Given text >>
__________________________________________________
Van Mahotsav week is celebrated to encourage people to plant more trees as they are being cut down on a large scale for industrialization and urbanization. Trees help to produce food, maintain ecological balance, improve air quality, improve climate, conserve water, preserve soil, support wildlife, reduce drought, and prevent soil erosion and pollution.

Shivam Dwivedi
If a tree dies, plant another in its place!!
If a tree dies, plant another in its place!!

According to Environment Minister Gopal Rai, the Delhi government will launch a 15-day plantation drive on July 11 to significantly increase the city's green space. On July 25, he announced that the ‘Van Mahotsav’ would begin at the Central Ridge and end with the planting of 1 lakh seedlings at the Asola Bhatti Wildlife Sanctuary.

Rai announced on July 2 that free distribution of medicinal plants would begin at the Kamla Nehru Ridge. Assembly Speaker Ram Niwas Goel, Delhi government ministers, and Deputy Chief Minister Manish Sisodia will all take part in the 'Van Mahotsav.' MLAs will take the initiative in their respective districts on July 11.
__________________________________________________
Dataset excerpts >>
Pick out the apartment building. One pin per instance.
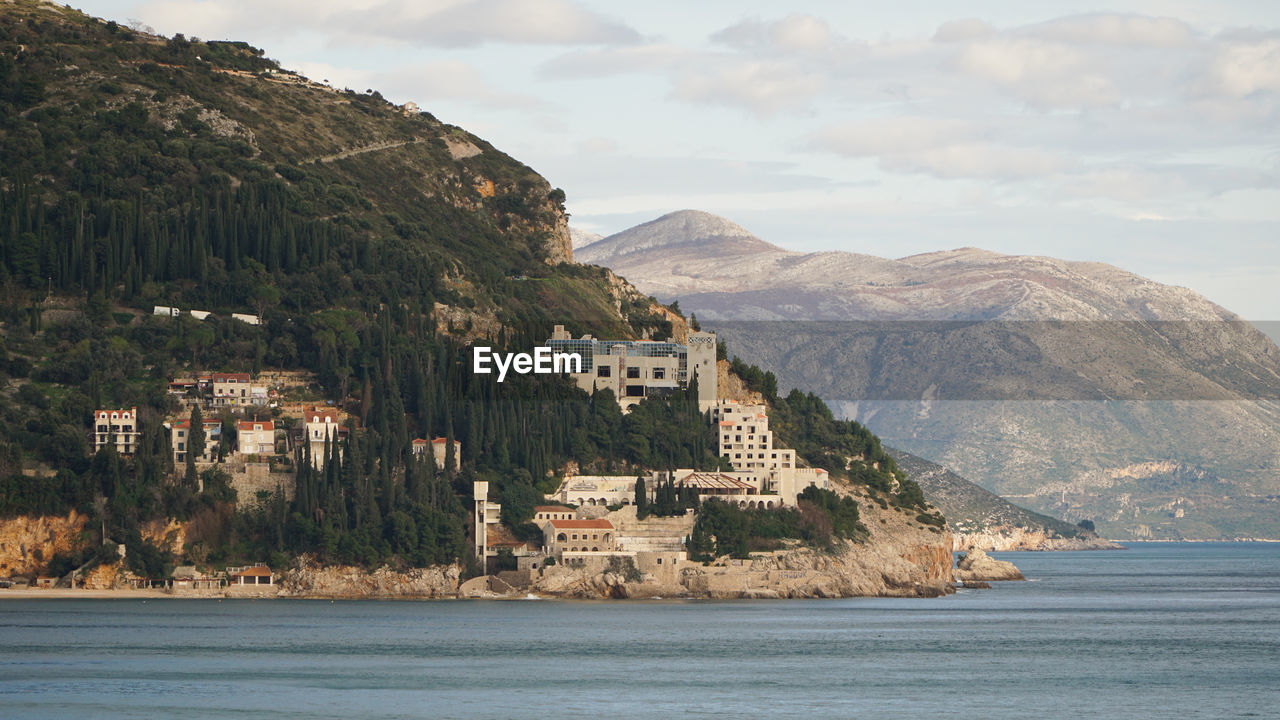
(635, 369)
(118, 428)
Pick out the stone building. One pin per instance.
(638, 369)
(118, 428)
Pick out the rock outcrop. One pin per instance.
(307, 579)
(27, 543)
(1004, 540)
(978, 566)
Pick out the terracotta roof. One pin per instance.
(237, 377)
(213, 423)
(713, 481)
(581, 524)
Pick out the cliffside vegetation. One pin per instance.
(373, 241)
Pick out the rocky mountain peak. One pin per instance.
(682, 228)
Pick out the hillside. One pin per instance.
(1068, 386)
(178, 212)
(979, 518)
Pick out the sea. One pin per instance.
(1156, 630)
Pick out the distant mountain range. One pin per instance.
(1078, 388)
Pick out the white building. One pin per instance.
(485, 514)
(255, 437)
(439, 451)
(318, 425)
(117, 427)
(746, 441)
(638, 369)
(179, 440)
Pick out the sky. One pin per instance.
(1141, 133)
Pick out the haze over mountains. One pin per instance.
(1080, 388)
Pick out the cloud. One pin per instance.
(1128, 31)
(941, 147)
(1247, 67)
(438, 23)
(425, 83)
(762, 86)
(794, 33)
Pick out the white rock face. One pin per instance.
(581, 238)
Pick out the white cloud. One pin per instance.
(794, 33)
(425, 83)
(941, 147)
(1247, 67)
(1129, 31)
(762, 86)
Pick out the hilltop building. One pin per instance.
(118, 428)
(635, 369)
(762, 477)
(179, 440)
(440, 451)
(255, 437)
(237, 390)
(320, 424)
(746, 442)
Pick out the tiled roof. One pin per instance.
(713, 481)
(581, 524)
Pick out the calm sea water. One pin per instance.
(1160, 630)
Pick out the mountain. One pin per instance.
(581, 238)
(686, 233)
(176, 209)
(1079, 388)
(982, 519)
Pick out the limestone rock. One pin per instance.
(977, 565)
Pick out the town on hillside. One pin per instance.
(257, 429)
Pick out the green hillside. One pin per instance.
(374, 241)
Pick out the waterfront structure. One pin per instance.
(635, 369)
(251, 575)
(485, 514)
(255, 437)
(553, 513)
(117, 428)
(577, 536)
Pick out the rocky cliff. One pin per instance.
(307, 579)
(900, 559)
(1025, 373)
(28, 543)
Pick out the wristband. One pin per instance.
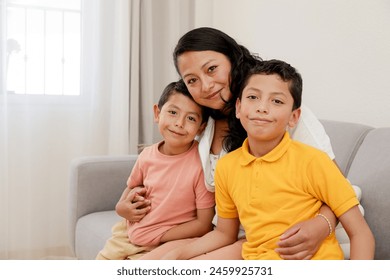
(327, 220)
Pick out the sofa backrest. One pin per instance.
(370, 170)
(346, 139)
(363, 154)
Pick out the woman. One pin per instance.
(213, 65)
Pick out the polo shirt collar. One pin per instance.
(272, 156)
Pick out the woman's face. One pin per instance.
(207, 76)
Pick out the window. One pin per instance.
(43, 47)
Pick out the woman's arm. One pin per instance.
(224, 234)
(302, 240)
(198, 227)
(360, 235)
(132, 205)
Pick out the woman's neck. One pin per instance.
(220, 131)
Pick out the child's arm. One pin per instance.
(224, 234)
(302, 240)
(198, 227)
(132, 205)
(361, 238)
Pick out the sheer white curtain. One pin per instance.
(39, 136)
(126, 62)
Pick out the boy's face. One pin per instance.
(265, 109)
(179, 121)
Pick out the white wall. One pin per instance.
(341, 48)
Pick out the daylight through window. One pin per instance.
(43, 47)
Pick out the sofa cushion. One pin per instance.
(346, 139)
(92, 231)
(371, 171)
(341, 234)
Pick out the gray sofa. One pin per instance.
(362, 153)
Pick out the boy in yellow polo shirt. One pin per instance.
(273, 182)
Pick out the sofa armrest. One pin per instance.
(96, 184)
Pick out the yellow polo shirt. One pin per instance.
(271, 193)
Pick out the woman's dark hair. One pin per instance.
(210, 39)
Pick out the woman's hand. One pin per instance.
(301, 241)
(132, 205)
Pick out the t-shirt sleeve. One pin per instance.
(204, 198)
(226, 207)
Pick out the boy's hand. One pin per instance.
(301, 241)
(133, 207)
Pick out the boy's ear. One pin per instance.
(294, 118)
(156, 112)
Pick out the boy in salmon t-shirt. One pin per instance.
(171, 174)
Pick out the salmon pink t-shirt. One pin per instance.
(176, 188)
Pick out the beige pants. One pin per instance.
(118, 246)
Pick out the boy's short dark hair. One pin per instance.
(285, 71)
(181, 88)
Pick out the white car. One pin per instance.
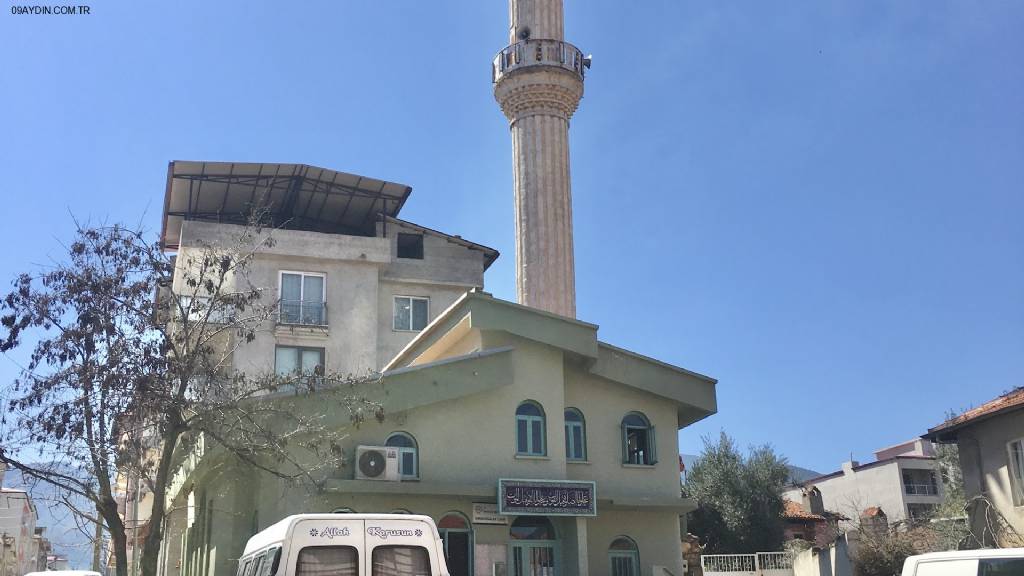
(346, 544)
(1001, 562)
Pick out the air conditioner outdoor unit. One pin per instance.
(377, 462)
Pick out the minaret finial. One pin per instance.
(539, 83)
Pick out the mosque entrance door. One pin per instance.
(535, 547)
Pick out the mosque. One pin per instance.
(475, 384)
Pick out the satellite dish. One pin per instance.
(372, 463)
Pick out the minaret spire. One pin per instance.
(539, 83)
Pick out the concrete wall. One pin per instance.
(442, 261)
(985, 461)
(17, 519)
(363, 276)
(828, 561)
(871, 485)
(603, 405)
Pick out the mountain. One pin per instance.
(797, 474)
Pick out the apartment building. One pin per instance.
(903, 481)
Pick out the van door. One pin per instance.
(401, 547)
(327, 547)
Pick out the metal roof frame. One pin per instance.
(295, 196)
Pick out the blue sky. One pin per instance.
(817, 203)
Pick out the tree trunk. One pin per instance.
(151, 546)
(97, 547)
(119, 539)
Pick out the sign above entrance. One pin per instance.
(547, 497)
(487, 513)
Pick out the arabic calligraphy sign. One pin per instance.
(547, 497)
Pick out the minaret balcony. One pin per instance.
(539, 52)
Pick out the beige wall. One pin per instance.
(881, 485)
(985, 460)
(656, 533)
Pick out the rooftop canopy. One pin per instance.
(295, 197)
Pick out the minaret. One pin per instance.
(539, 83)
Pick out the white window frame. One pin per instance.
(298, 351)
(410, 298)
(415, 451)
(528, 420)
(1016, 469)
(302, 287)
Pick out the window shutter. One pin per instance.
(626, 445)
(652, 439)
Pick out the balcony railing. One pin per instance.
(303, 313)
(539, 52)
(922, 489)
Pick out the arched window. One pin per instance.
(624, 557)
(529, 429)
(409, 457)
(457, 536)
(576, 436)
(638, 441)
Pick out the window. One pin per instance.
(298, 361)
(624, 558)
(411, 246)
(458, 539)
(920, 482)
(1017, 470)
(302, 298)
(408, 454)
(257, 565)
(328, 561)
(920, 512)
(951, 567)
(529, 427)
(576, 436)
(638, 441)
(271, 563)
(411, 313)
(400, 561)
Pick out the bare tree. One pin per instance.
(131, 364)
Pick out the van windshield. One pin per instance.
(400, 561)
(328, 561)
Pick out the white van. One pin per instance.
(64, 573)
(345, 544)
(1001, 562)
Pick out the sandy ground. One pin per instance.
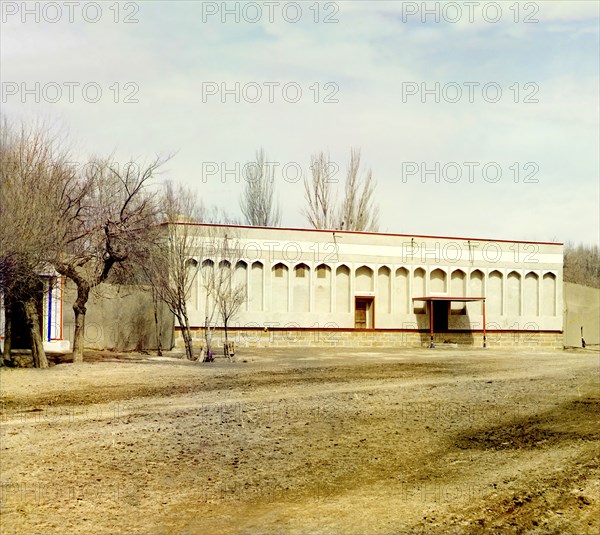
(304, 441)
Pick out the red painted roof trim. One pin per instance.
(296, 229)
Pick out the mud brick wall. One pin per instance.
(374, 338)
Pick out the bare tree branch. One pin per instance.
(257, 202)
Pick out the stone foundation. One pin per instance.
(545, 340)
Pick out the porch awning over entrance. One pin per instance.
(431, 298)
(444, 298)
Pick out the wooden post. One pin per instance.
(484, 337)
(431, 344)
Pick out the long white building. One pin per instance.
(354, 288)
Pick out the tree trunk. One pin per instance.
(33, 323)
(157, 324)
(83, 293)
(227, 352)
(207, 337)
(7, 333)
(186, 335)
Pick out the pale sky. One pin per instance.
(154, 72)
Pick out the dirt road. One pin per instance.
(304, 441)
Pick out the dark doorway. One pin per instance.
(364, 313)
(20, 334)
(440, 316)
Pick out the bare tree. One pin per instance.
(582, 264)
(357, 210)
(257, 202)
(230, 292)
(33, 173)
(169, 264)
(320, 197)
(102, 223)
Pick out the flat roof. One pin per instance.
(296, 229)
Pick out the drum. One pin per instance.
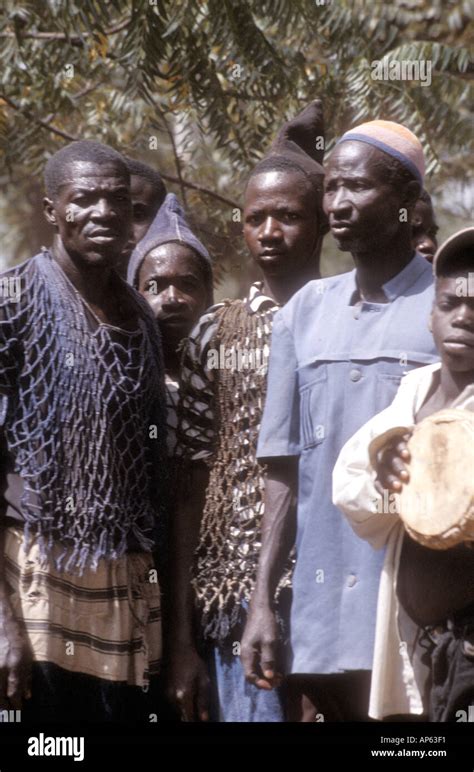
(437, 504)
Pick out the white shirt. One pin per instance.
(394, 690)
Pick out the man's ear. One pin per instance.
(49, 211)
(412, 193)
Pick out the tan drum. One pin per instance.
(437, 504)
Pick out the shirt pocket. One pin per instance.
(313, 406)
(385, 390)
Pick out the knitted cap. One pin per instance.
(395, 140)
(299, 143)
(456, 243)
(169, 225)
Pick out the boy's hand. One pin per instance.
(391, 467)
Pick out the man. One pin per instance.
(172, 270)
(85, 476)
(426, 598)
(424, 227)
(339, 349)
(222, 396)
(148, 192)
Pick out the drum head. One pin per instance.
(437, 504)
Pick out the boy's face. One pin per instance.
(424, 229)
(362, 206)
(172, 282)
(452, 321)
(92, 212)
(280, 222)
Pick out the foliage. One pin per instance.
(212, 80)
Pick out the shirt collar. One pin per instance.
(399, 284)
(256, 300)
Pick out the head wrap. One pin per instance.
(299, 144)
(169, 225)
(395, 140)
(451, 248)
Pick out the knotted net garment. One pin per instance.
(227, 556)
(82, 409)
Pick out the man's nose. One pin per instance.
(464, 317)
(172, 296)
(103, 208)
(426, 246)
(339, 204)
(270, 229)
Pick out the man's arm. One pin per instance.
(259, 648)
(15, 661)
(188, 683)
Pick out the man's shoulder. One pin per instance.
(308, 299)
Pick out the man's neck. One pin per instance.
(172, 357)
(375, 267)
(281, 289)
(452, 384)
(90, 281)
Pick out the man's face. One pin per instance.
(423, 230)
(172, 282)
(280, 222)
(452, 323)
(363, 209)
(144, 206)
(92, 212)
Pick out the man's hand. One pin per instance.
(188, 685)
(15, 663)
(392, 471)
(259, 647)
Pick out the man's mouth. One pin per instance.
(458, 343)
(268, 254)
(177, 318)
(102, 236)
(341, 228)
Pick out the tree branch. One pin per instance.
(44, 124)
(178, 180)
(63, 36)
(201, 189)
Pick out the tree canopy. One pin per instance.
(198, 88)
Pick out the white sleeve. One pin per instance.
(371, 515)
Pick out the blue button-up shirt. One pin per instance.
(335, 361)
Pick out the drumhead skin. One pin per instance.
(437, 504)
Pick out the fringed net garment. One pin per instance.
(82, 409)
(230, 535)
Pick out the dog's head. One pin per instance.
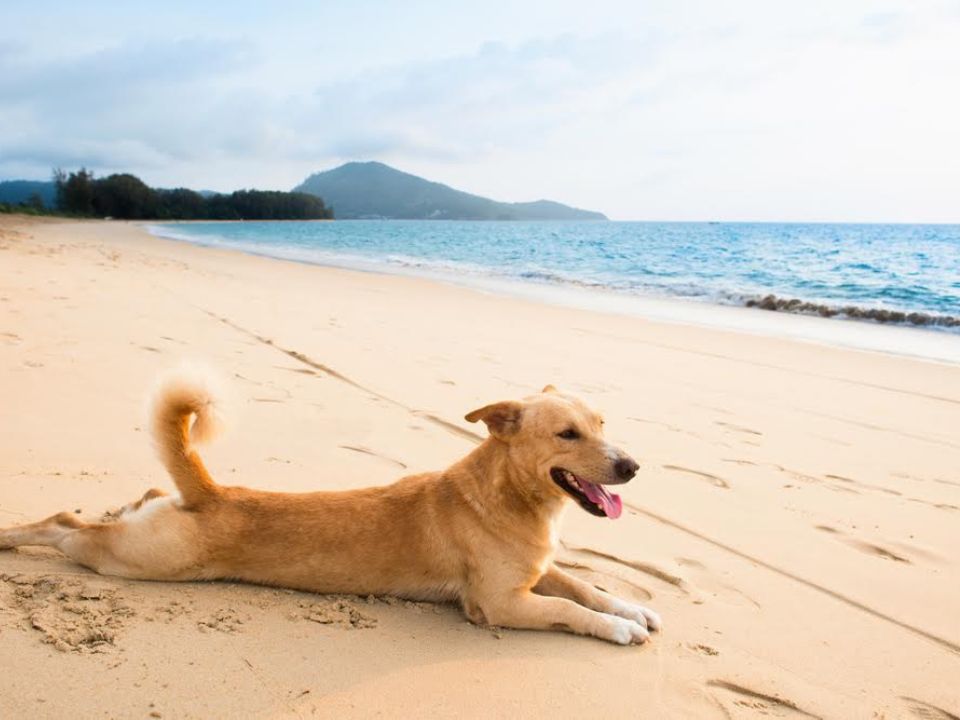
__________________________________________________
Task set >>
A. Update the Van Mahotsav text from "Shivam Dwivedi" to "Bhatti Wildlife Sanctuary.", putting "tree-planting drive" in place of "plantation drive".
B. Write what comes next in the Van Mahotsav text, picking up after its last sentence.
The data above are separate from the Van Mahotsav text.

Answers given >>
A.
Shivam Dwivedi
If a tree dies, plant another in its place!!
If a tree dies, plant another in its place!!

According to Environment Minister Gopal Rai, the Delhi government will launch a 15-day tree-planting drive on July 11 to significantly increase the city's green space. On July 25, he announced that the ‘Van Mahotsav’ would begin at the Central Ridge and end with the planting of 1 lakh seedlings at the Asola Bhatti Wildlife Sanctuary.

B.
Center has set a target of 28 lakh trees for the Delhi government to plant in 2021-2022. After all, was said and done, 35 lakh trees were planted in Delhi. According to the most recent Forest Survey of India study, Delhi's green cover increased from 21.88 to 23.06 percent of its geographic area in the last two years.

History of Van Mahotsav:

Van Mahotsav Day dates back to 1947 when it was first organized by Punjabi botanist MS Randhawa from July 20 to 27. On 20 July 1947, then-Delhi Police Commissioner Khurshid Ahmad Khan inaugurated the first Van Mahotsav event to highlight the impact of deforestation on flora and fauna. National leaders such as Dr. Rajendra Prasad and Jawaharlal Nehru launched a thriving plantation drive.

The tradition of celebrating Van Mahotsav and planting trees has continued since then. Kanaiyaka Maneklal Munshi, Minister of Food and Agriculture, declared it a national activity in 1950. The festival was later moved to the first week of July and renamed Van Mahotsav in 1950.

Significance of Van Mahotsav:

In India, Van Mahotsav week is celebrated to encourage people to plant more trees as they are being cut down on a large scale for industrialization and urbanization. Trees help to produce food, maintain ecological balance, improve air quality, improve climate, conserve water, preserve soil, support wildlife, reduce drought, and prevent soil erosion and pollution.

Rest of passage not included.